> **DESCRIPTION OF THE TASK**:
Rewrite every line of the data below, including the lines that ask for points, with each x and y coordinate in the answers multiplied by 1.05 and rounded to the nearest whole number, halves rounded up.

══════

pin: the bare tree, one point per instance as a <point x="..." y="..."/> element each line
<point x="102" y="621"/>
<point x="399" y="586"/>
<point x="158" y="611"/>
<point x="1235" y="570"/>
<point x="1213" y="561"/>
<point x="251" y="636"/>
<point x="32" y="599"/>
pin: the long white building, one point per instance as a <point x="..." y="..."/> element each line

══════

> **RESPONSE BELOW**:
pin: the bare tree, one point per instance as a <point x="..." y="..."/> element each line
<point x="107" y="652"/>
<point x="419" y="615"/>
<point x="166" y="642"/>
<point x="1297" y="599"/>
<point x="1274" y="589"/>
<point x="264" y="668"/>
<point x="34" y="629"/>
pin: the long white building, one point per instance as a <point x="..." y="..."/> element each line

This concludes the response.